:: Directions for this task ::
In the records below, write out word for word the lines from the one containing "Where can the left headlight be seen here?" to the one containing "x=275, y=75", both included, and nothing else.

:: The data ::
----

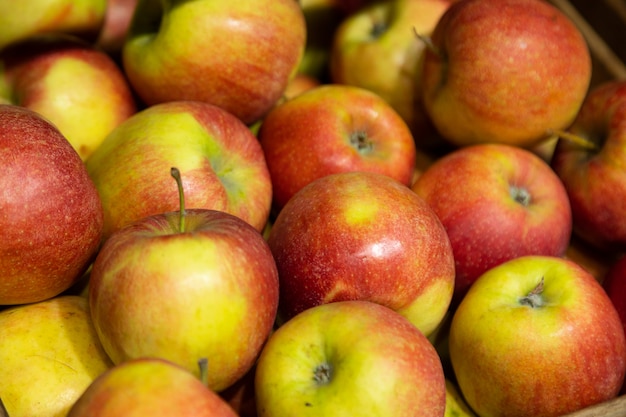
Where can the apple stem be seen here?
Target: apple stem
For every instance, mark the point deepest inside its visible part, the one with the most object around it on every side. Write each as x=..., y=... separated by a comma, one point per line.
x=429, y=43
x=576, y=139
x=181, y=198
x=534, y=299
x=203, y=364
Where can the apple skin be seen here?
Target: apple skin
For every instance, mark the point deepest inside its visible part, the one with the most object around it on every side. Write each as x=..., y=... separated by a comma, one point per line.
x=220, y=160
x=363, y=236
x=26, y=18
x=211, y=292
x=50, y=213
x=50, y=353
x=149, y=387
x=376, y=48
x=68, y=81
x=476, y=190
x=514, y=359
x=239, y=56
x=349, y=358
x=504, y=72
x=331, y=129
x=595, y=179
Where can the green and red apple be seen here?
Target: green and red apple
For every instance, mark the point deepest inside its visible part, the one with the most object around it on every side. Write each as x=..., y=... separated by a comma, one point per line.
x=238, y=55
x=497, y=202
x=331, y=129
x=51, y=215
x=349, y=358
x=591, y=162
x=50, y=353
x=363, y=236
x=74, y=85
x=221, y=161
x=505, y=71
x=149, y=387
x=537, y=336
x=184, y=285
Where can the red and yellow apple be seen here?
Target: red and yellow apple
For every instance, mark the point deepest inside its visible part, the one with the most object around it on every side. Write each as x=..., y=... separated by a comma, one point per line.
x=363, y=236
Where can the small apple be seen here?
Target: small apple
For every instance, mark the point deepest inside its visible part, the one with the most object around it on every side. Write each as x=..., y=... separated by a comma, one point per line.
x=363, y=236
x=238, y=55
x=50, y=213
x=20, y=20
x=376, y=48
x=537, y=336
x=590, y=160
x=504, y=71
x=183, y=285
x=330, y=129
x=349, y=358
x=50, y=353
x=149, y=387
x=221, y=161
x=497, y=202
x=74, y=85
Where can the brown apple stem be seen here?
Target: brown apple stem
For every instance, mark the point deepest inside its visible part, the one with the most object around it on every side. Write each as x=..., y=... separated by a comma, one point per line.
x=181, y=198
x=534, y=299
x=203, y=364
x=428, y=42
x=576, y=139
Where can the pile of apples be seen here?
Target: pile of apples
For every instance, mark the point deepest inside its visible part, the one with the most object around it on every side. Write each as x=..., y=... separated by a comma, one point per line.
x=315, y=207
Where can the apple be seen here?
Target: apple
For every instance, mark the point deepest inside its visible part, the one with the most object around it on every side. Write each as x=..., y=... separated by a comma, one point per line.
x=362, y=236
x=349, y=358
x=537, y=336
x=149, y=387
x=184, y=285
x=496, y=202
x=238, y=55
x=614, y=284
x=50, y=213
x=74, y=85
x=330, y=129
x=376, y=48
x=505, y=72
x=26, y=18
x=221, y=161
x=589, y=158
x=50, y=353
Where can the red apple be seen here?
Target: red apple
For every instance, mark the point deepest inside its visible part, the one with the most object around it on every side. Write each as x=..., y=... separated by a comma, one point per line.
x=237, y=55
x=504, y=71
x=593, y=168
x=350, y=358
x=537, y=336
x=331, y=129
x=186, y=285
x=363, y=236
x=497, y=202
x=221, y=161
x=50, y=212
x=149, y=387
x=76, y=86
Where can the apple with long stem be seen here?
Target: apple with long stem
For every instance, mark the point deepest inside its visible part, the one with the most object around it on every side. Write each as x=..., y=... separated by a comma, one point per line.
x=183, y=285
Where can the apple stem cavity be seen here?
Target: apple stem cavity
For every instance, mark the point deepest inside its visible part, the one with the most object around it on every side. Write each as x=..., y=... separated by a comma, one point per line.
x=175, y=172
x=520, y=195
x=359, y=141
x=203, y=364
x=575, y=139
x=323, y=374
x=534, y=299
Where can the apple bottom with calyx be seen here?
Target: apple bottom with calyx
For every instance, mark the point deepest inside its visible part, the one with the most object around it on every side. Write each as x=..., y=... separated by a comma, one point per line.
x=349, y=358
x=184, y=285
x=150, y=387
x=537, y=336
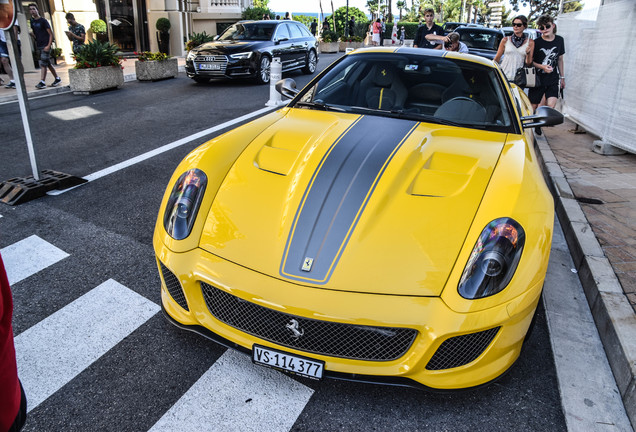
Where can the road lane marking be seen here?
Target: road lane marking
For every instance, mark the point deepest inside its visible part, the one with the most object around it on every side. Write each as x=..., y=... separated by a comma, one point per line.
x=29, y=256
x=235, y=395
x=60, y=347
x=142, y=157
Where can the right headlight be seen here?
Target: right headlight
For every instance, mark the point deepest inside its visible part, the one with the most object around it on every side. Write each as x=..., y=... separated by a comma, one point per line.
x=183, y=203
x=494, y=259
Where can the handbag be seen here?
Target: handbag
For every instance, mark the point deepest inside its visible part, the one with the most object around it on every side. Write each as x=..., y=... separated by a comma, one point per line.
x=527, y=77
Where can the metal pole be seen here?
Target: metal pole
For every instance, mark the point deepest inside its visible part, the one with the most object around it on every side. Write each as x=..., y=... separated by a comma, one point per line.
x=18, y=77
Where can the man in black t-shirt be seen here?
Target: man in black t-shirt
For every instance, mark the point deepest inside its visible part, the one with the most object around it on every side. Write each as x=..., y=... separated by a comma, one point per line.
x=429, y=28
x=548, y=59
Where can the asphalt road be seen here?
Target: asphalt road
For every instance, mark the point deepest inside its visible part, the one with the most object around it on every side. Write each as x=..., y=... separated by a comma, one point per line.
x=105, y=227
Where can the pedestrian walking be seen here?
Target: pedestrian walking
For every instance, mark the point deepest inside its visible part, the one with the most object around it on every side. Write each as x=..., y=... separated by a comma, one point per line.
x=377, y=28
x=548, y=54
x=382, y=31
x=516, y=49
x=43, y=40
x=429, y=28
x=75, y=33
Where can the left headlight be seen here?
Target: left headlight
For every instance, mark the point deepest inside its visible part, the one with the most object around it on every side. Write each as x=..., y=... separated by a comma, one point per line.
x=183, y=203
x=241, y=55
x=494, y=259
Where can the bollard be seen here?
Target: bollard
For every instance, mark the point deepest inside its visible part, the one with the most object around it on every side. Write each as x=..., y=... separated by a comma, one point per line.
x=275, y=75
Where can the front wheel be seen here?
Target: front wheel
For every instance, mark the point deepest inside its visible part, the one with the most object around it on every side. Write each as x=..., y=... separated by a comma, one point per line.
x=262, y=74
x=310, y=63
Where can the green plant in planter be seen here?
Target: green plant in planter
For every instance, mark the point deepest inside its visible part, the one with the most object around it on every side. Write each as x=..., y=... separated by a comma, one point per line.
x=150, y=56
x=196, y=39
x=97, y=54
x=163, y=36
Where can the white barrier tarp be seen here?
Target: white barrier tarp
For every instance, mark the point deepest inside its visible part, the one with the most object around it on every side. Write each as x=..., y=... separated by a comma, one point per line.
x=600, y=70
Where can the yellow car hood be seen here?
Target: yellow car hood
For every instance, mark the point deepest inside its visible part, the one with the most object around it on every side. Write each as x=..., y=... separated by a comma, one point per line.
x=353, y=203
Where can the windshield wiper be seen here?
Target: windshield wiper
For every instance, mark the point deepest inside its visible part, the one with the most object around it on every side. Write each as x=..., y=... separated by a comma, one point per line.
x=319, y=105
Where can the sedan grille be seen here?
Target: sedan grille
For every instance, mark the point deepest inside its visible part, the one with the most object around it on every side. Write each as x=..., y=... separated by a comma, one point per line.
x=210, y=64
x=314, y=336
x=460, y=350
x=174, y=287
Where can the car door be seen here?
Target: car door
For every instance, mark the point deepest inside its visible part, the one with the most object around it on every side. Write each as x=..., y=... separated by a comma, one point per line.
x=282, y=45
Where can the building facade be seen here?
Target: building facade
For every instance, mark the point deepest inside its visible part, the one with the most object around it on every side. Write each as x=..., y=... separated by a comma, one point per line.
x=131, y=24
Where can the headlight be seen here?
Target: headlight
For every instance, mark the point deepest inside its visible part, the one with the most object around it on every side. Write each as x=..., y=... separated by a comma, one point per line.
x=183, y=204
x=241, y=55
x=494, y=259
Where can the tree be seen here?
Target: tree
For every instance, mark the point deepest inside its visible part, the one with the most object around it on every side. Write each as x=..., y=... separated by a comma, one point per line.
x=537, y=7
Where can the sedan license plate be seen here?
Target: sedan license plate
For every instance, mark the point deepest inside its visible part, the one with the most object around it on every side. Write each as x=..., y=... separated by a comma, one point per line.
x=209, y=66
x=280, y=360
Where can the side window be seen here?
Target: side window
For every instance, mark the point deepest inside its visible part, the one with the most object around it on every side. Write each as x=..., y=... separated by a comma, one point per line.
x=282, y=32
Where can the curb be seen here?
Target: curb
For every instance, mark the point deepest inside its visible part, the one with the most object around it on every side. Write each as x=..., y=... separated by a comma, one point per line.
x=613, y=315
x=63, y=89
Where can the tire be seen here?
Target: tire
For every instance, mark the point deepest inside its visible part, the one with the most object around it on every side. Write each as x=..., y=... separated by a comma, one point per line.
x=263, y=72
x=310, y=63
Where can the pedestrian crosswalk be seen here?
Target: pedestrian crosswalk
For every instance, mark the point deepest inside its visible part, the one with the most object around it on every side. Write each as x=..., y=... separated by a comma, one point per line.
x=232, y=395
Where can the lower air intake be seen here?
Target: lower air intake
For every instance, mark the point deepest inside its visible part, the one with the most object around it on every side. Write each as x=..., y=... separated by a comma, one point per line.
x=460, y=350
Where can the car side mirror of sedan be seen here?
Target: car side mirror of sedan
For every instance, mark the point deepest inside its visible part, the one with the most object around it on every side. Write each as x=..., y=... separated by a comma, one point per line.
x=287, y=88
x=543, y=116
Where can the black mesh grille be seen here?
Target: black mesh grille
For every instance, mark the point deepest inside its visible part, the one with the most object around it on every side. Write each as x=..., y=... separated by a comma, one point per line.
x=174, y=287
x=460, y=350
x=319, y=337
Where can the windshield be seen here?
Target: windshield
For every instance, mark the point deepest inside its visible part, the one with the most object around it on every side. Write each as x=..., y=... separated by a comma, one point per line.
x=412, y=86
x=248, y=31
x=474, y=38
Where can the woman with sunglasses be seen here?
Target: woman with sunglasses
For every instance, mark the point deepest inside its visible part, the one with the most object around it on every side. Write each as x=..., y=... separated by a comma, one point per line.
x=548, y=59
x=516, y=49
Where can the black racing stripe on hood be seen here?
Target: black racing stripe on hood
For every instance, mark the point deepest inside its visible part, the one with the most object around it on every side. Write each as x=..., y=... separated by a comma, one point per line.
x=337, y=194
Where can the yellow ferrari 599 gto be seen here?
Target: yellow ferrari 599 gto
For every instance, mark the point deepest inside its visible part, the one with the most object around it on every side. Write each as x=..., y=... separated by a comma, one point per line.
x=390, y=224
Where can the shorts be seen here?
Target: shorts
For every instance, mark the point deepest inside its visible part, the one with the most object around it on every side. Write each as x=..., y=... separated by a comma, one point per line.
x=45, y=57
x=535, y=94
x=4, y=52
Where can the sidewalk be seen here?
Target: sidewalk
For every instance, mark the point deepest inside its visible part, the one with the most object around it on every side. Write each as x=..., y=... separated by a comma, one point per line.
x=595, y=200
x=32, y=78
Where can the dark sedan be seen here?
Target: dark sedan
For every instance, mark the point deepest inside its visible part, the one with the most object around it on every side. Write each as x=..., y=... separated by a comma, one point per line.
x=481, y=41
x=247, y=48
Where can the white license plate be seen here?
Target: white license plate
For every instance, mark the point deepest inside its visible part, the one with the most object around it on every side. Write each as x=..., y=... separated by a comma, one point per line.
x=209, y=66
x=280, y=360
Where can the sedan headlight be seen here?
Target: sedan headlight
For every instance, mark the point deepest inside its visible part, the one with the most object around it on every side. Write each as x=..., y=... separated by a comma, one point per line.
x=183, y=203
x=494, y=259
x=241, y=55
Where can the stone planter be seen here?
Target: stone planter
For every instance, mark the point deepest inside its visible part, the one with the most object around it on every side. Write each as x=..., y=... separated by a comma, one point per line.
x=342, y=46
x=328, y=47
x=91, y=80
x=156, y=70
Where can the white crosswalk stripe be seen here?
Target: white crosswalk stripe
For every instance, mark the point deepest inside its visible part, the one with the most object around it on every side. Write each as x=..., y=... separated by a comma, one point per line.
x=29, y=256
x=235, y=395
x=58, y=348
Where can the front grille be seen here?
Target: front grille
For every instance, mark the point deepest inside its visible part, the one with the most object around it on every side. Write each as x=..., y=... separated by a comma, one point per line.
x=174, y=287
x=318, y=337
x=211, y=64
x=460, y=350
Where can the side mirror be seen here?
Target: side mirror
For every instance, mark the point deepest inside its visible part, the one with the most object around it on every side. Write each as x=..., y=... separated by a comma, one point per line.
x=543, y=116
x=287, y=88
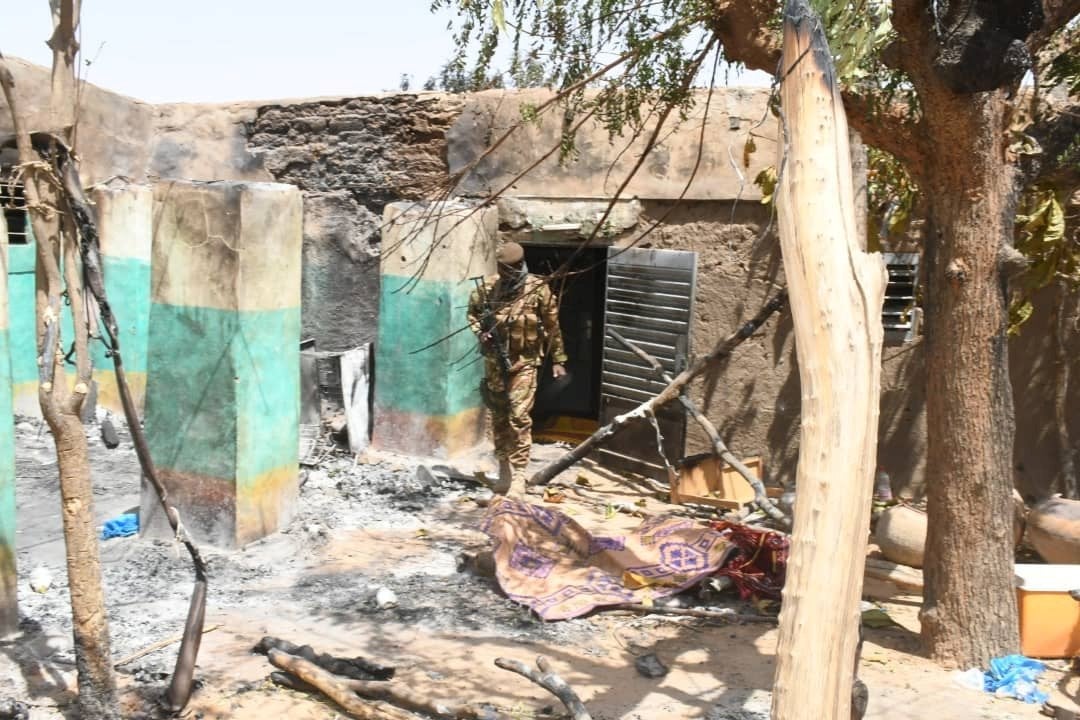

----

:: Solved exercise ::
Where can the left headlight be seen here?
Target: left headlight
For every instance, mark the point deepest inside its visible part, the one with the most object around it on every side. Write each as x=..., y=... separated by a comma, one point per line.
x=183, y=203
x=241, y=55
x=494, y=259
Where can the bollard be seen here?
Target: bollard
For every instance, mark the point deepest inside its visible part, the one with the most object around it on every side. Write each as x=..., y=... separated by a comma, one point per line.
x=275, y=75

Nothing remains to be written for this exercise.